_OBJECTIF VISÉ_
Rédigez la suite de l’article sur le retour du slogan «CRS = SS», en reprenant juste après sa dernière phrase.

_TEXTE PRÉSENTÉ_
^^^^
Va-t-on bientôt assister au retour du slogan terrible de mai 1968: «CRS = SS»? À l’époque, alors que les étudiants érigeaient des barricades au Quartier Latin et juraient de renverser le gouvernement du Général de Gaulle, le rapprochement avait fait le tour du monde.
Un peu moins de trente années séparaient alors les émeutes du Quartier Latin, à Paris, de la chute du régime nazi, en 1945. Comparer les CRS aux SS était une infamie absolue. Le bilan avait été de sept morts et de centaines de blessés. Mais la formule fit mouche. Et elle demeure dans les mémoires. La voici ces jours-ci brandie par des manifestants, soit à Paris contre la réforme des retraites, soit à Sainte-Soline (Deux-Sèvres) contre la construction de «méga bassines» pour irriguer l’agriculture intensive, où de violents affrontements ont opposé ce samedi les opposants au projet et les forces de l’ordre.
^^^^
_Entrées d’identification de lieux_
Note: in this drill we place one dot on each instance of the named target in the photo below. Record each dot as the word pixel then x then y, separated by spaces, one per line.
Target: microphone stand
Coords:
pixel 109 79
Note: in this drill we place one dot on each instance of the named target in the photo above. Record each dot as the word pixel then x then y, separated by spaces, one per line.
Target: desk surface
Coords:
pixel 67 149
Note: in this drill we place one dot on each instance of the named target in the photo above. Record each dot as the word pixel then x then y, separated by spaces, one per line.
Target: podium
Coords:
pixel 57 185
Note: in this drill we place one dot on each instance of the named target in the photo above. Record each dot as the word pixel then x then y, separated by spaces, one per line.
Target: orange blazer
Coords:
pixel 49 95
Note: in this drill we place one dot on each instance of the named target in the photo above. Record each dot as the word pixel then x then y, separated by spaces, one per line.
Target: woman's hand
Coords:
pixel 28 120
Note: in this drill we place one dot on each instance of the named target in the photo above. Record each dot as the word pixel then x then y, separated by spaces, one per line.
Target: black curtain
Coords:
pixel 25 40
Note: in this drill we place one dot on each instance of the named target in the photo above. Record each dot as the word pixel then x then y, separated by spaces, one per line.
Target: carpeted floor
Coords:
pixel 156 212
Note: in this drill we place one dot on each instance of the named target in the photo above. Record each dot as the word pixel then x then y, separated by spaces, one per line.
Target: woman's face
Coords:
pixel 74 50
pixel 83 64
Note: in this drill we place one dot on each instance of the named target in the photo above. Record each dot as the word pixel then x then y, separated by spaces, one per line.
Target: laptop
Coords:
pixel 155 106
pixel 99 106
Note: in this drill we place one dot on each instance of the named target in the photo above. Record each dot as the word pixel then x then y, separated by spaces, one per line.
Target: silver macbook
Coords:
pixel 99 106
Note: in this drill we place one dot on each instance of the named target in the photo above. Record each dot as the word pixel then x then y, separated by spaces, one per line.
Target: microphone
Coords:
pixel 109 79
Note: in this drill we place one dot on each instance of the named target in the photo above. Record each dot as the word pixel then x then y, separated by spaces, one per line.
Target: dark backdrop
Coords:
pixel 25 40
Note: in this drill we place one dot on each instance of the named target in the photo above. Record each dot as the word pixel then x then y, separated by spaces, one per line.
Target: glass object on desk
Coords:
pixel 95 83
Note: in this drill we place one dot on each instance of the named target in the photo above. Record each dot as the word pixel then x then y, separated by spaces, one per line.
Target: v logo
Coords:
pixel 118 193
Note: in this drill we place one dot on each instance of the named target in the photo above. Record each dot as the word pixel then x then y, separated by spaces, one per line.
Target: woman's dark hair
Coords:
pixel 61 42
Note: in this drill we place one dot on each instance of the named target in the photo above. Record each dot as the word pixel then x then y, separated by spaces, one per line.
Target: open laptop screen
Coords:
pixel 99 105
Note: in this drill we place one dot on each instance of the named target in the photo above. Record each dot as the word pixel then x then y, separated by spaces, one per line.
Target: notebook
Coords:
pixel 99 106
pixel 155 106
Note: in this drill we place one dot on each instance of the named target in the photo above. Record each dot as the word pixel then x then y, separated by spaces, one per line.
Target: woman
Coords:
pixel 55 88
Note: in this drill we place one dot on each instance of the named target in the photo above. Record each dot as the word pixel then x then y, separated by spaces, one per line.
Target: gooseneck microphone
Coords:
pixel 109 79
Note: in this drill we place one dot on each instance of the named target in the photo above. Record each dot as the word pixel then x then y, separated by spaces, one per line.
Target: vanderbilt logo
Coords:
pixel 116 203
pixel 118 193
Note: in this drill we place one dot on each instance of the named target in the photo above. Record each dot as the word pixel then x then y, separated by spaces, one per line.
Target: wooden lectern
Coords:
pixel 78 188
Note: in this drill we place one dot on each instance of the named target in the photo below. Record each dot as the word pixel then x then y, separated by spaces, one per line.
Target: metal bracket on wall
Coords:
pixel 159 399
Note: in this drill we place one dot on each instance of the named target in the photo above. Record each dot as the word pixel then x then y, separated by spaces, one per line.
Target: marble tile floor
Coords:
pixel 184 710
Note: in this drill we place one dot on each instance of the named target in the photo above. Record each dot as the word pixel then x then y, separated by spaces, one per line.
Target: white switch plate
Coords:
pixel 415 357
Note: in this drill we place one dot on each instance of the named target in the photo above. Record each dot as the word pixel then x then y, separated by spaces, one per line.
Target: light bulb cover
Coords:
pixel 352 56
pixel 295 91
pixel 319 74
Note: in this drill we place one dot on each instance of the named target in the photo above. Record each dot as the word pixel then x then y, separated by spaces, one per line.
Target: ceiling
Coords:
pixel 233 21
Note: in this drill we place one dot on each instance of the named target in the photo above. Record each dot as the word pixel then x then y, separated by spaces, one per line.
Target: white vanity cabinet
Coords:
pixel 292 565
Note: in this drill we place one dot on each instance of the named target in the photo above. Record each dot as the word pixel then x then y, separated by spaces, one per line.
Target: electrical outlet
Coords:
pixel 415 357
^^^^
_RÉSULTAT OBTENU_
Pas besoin de remonter à mai 1968
CRS = SS. Pas besoin de remonter à mai 1968 pour retrouver, en France, la trace des violences policières dénoncées, ce vendredi 24 mars, par le Conseil de l’Europe, l’institution basée à Strasbourg dont la Suisse est membre.
Dans un communiqué largement repris par les médias, la Commissaire aux droits humains de cette organisation, la bosniaque Dunja Mijatovic, s’est alarmée d’un «usage excessif de la force» envers les manifestants, appelant la France à respecter le droit de manifester. Et quelques pas en arrière fournissent leur lot d’informations préoccupantes.
Exemple: la crise des «gilets jaunes» de l’hiver 2018/2019, avec plus de 400 blessés dans les rangs des manifestants, dont 353 blessés à la tête et 30 éborgnés, selon le décompte du journaliste spécialisé David Dufresne. Autre exemple: les émeutes de banlieue de 2005, déclenchée à la suite de la mort de deux adolescents, Zyed Benna et Bouna Traoré, électrocutés après d’être réfugiés près d’un transformateur pour échapper à une descente de police. Bilan de ces semaines d’émeutes conclues par l’instauration de l’état d’urgence le 8 novembre 2005? Un mort, 3000 personnes interpellées et près de 200 policiers blessés.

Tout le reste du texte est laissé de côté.